## INSTRUCTIONS TO FOLLOW
Lay out as a numbered list the stretch of the records from the line containing "--target fluffy tail" through the end of the records, both ends included, omitting blank lines and leaving the pictures out.

---------- ITEMS

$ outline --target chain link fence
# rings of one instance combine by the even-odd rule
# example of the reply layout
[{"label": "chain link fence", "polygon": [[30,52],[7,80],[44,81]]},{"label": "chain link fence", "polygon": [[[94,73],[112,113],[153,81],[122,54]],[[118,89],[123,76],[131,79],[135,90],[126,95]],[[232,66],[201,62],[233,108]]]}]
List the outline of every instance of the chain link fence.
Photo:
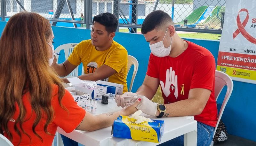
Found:
[{"label": "chain link fence", "polygon": [[168,13],[176,28],[183,31],[192,28],[221,31],[226,4],[226,0],[0,0],[5,1],[7,17],[26,11],[38,13],[52,21],[85,24],[88,17],[87,23],[92,25],[94,16],[109,12],[119,19],[119,27],[129,27],[133,33],[136,32],[135,28],[141,27],[149,13],[157,10]]},{"label": "chain link fence", "polygon": [[7,17],[26,11],[37,13],[52,21],[72,20],[84,23],[84,0],[4,0]]}]

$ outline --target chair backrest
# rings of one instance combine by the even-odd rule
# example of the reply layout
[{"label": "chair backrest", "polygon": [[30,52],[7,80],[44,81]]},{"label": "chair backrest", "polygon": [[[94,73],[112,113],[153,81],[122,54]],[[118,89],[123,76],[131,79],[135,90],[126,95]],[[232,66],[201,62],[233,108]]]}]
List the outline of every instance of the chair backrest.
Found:
[{"label": "chair backrest", "polygon": [[[65,58],[66,60],[68,59],[68,56],[71,54],[71,53],[73,51],[74,48],[78,44],[78,43],[68,43],[66,44],[63,44],[57,47],[54,51],[56,53],[60,53],[60,52],[61,50],[63,50],[65,53]],[[61,54],[62,55],[62,54]],[[57,59],[57,63],[58,62],[59,60],[59,55],[55,55],[56,58]],[[78,66],[73,71],[72,71],[67,76],[73,76],[76,77],[78,76]]]},{"label": "chair backrest", "polygon": [[138,60],[137,60],[137,59],[136,59],[135,57],[128,55],[128,64],[127,65],[127,70],[128,71],[127,72],[127,75],[129,72],[130,72],[131,67],[132,67],[132,65],[134,65],[134,69],[133,69],[133,73],[132,73],[132,80],[131,81],[130,87],[128,90],[129,92],[131,92],[132,91],[132,85],[133,84],[134,80],[135,79],[135,76],[136,76],[136,74],[137,74],[138,68],[139,68],[139,62],[138,62]]},{"label": "chair backrest", "polygon": [[221,105],[220,109],[218,114],[218,120],[217,124],[215,127],[213,136],[215,134],[216,130],[217,129],[220,121],[224,109],[227,105],[228,101],[229,99],[232,91],[233,90],[233,81],[231,78],[227,74],[219,71],[216,71],[215,72],[215,99],[216,101],[219,97],[221,90],[224,86],[227,86],[227,89],[225,97]]},{"label": "chair backrest", "polygon": [[9,139],[1,134],[0,134],[0,145],[13,146]]}]

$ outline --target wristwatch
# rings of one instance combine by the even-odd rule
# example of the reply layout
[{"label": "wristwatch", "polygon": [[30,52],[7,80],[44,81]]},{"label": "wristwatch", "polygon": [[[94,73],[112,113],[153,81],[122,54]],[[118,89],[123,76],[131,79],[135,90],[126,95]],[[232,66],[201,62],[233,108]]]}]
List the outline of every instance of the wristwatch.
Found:
[{"label": "wristwatch", "polygon": [[160,113],[159,114],[159,116],[156,116],[156,117],[162,118],[164,114],[164,112],[166,111],[165,106],[163,104],[158,104],[157,110],[158,110]]}]

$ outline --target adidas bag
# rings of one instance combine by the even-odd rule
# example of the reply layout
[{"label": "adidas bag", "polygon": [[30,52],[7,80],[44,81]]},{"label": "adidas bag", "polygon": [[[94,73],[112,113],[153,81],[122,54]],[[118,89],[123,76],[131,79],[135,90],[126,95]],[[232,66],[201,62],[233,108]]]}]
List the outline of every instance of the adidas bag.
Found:
[{"label": "adidas bag", "polygon": [[228,133],[227,132],[226,127],[220,119],[219,123],[216,133],[213,137],[214,144],[225,141],[228,139]]}]

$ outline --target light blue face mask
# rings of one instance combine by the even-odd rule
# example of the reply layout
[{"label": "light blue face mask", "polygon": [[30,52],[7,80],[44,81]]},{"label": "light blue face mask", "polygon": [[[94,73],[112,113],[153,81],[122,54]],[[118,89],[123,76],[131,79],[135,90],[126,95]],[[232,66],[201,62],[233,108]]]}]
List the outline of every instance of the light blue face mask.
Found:
[{"label": "light blue face mask", "polygon": [[164,43],[163,42],[163,41],[164,41],[165,37],[165,35],[168,30],[168,28],[167,28],[162,41],[149,45],[149,48],[151,52],[154,55],[159,57],[164,57],[167,56],[170,54],[171,52],[171,45],[172,45],[172,37],[171,44],[169,47],[166,48],[164,48]]},{"label": "light blue face mask", "polygon": [[47,42],[47,43],[48,44],[49,46],[52,47],[52,57],[49,58],[49,65],[51,66],[52,66],[52,63],[53,62],[54,56],[55,55],[55,52],[54,52],[54,46],[53,46],[53,45],[51,45],[49,43],[48,43],[48,42]]}]

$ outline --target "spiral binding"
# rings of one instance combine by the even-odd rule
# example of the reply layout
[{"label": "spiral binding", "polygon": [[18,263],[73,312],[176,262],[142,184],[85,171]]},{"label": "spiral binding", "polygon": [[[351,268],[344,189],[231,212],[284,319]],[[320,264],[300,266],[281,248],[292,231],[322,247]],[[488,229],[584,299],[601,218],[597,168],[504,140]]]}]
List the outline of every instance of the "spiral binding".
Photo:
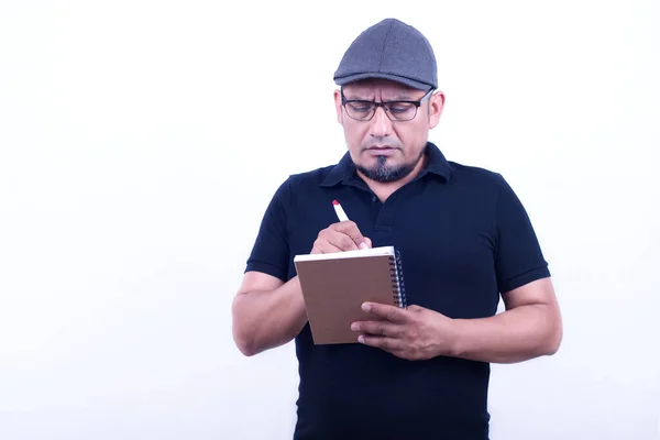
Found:
[{"label": "spiral binding", "polygon": [[408,302],[406,299],[406,286],[404,284],[404,266],[402,264],[402,254],[398,250],[395,250],[394,252],[395,255],[389,257],[392,296],[396,306],[406,308],[408,307]]}]

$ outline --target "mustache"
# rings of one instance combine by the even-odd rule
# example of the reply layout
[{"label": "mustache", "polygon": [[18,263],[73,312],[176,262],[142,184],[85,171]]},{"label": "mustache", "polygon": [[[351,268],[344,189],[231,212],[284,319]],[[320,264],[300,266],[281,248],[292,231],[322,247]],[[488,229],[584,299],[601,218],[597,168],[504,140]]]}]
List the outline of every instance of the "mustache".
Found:
[{"label": "mustache", "polygon": [[377,146],[402,150],[400,142],[397,142],[393,139],[370,139],[367,142],[364,142],[360,145],[362,150],[369,150]]}]

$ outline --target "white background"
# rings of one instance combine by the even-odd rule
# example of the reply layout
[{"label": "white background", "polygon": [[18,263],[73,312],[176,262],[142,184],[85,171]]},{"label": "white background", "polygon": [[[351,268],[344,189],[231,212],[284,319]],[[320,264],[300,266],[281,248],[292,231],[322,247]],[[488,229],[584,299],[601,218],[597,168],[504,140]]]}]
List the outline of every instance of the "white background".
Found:
[{"label": "white background", "polygon": [[658,1],[2,0],[1,439],[290,438],[293,344],[243,358],[230,304],[279,183],[343,154],[332,74],[386,16],[563,310],[557,355],[494,365],[492,438],[660,438]]}]

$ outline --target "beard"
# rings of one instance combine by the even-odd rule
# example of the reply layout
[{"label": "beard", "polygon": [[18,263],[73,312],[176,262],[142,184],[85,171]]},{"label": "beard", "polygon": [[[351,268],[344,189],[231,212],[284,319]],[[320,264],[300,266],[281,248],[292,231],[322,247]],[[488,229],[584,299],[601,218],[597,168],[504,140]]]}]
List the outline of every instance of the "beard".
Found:
[{"label": "beard", "polygon": [[388,183],[400,180],[413,173],[413,169],[419,164],[424,157],[426,148],[421,148],[419,155],[411,162],[400,165],[388,165],[387,156],[376,156],[376,163],[369,168],[355,164],[355,168],[365,175],[369,179],[380,183]]}]

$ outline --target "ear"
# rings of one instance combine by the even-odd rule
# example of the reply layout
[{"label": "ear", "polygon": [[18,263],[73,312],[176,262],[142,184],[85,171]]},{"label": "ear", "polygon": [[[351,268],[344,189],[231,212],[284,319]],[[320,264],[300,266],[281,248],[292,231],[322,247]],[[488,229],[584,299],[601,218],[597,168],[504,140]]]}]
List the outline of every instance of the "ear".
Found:
[{"label": "ear", "polygon": [[343,125],[343,112],[341,111],[341,92],[334,90],[334,110],[337,111],[337,122]]},{"label": "ear", "polygon": [[440,90],[431,95],[429,99],[429,129],[436,128],[440,122],[440,116],[444,108],[444,94]]}]

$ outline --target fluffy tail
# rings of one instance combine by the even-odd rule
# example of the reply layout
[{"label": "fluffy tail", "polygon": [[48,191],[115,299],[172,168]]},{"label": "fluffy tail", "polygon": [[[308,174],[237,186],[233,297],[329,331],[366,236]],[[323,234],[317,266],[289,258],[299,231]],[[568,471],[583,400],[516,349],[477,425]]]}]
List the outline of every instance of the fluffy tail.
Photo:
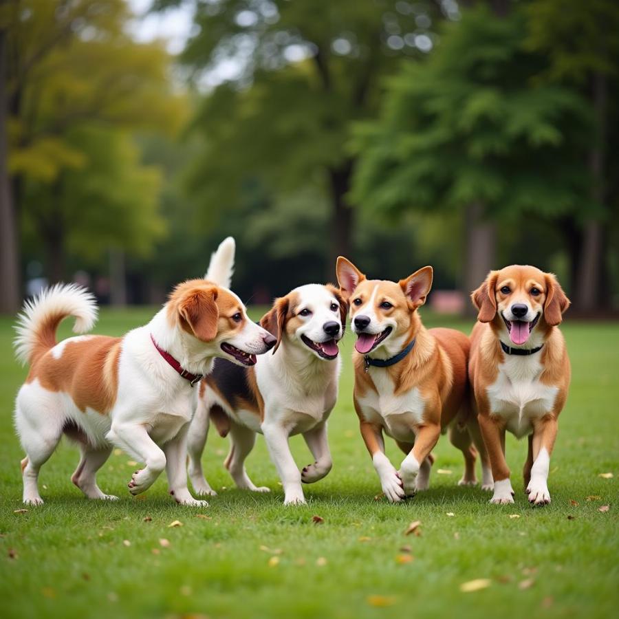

--------------------

## EXERCISE OUTPUT
1. $ outline --target fluffy tail
2. # rings of one instance combine by the even-odd rule
3. # example of the reply layout
4. [{"label": "fluffy tail", "polygon": [[48,191],[115,299],[172,168]]},{"label": "fluffy tail", "polygon": [[[308,174],[237,186],[233,297],[329,331],[366,236]],[[323,234],[317,266],[289,258],[299,231]],[[568,471],[583,400],[516,349],[477,425]]]}]
5. List the outline of every instance of the fluffy tail.
6. Photo:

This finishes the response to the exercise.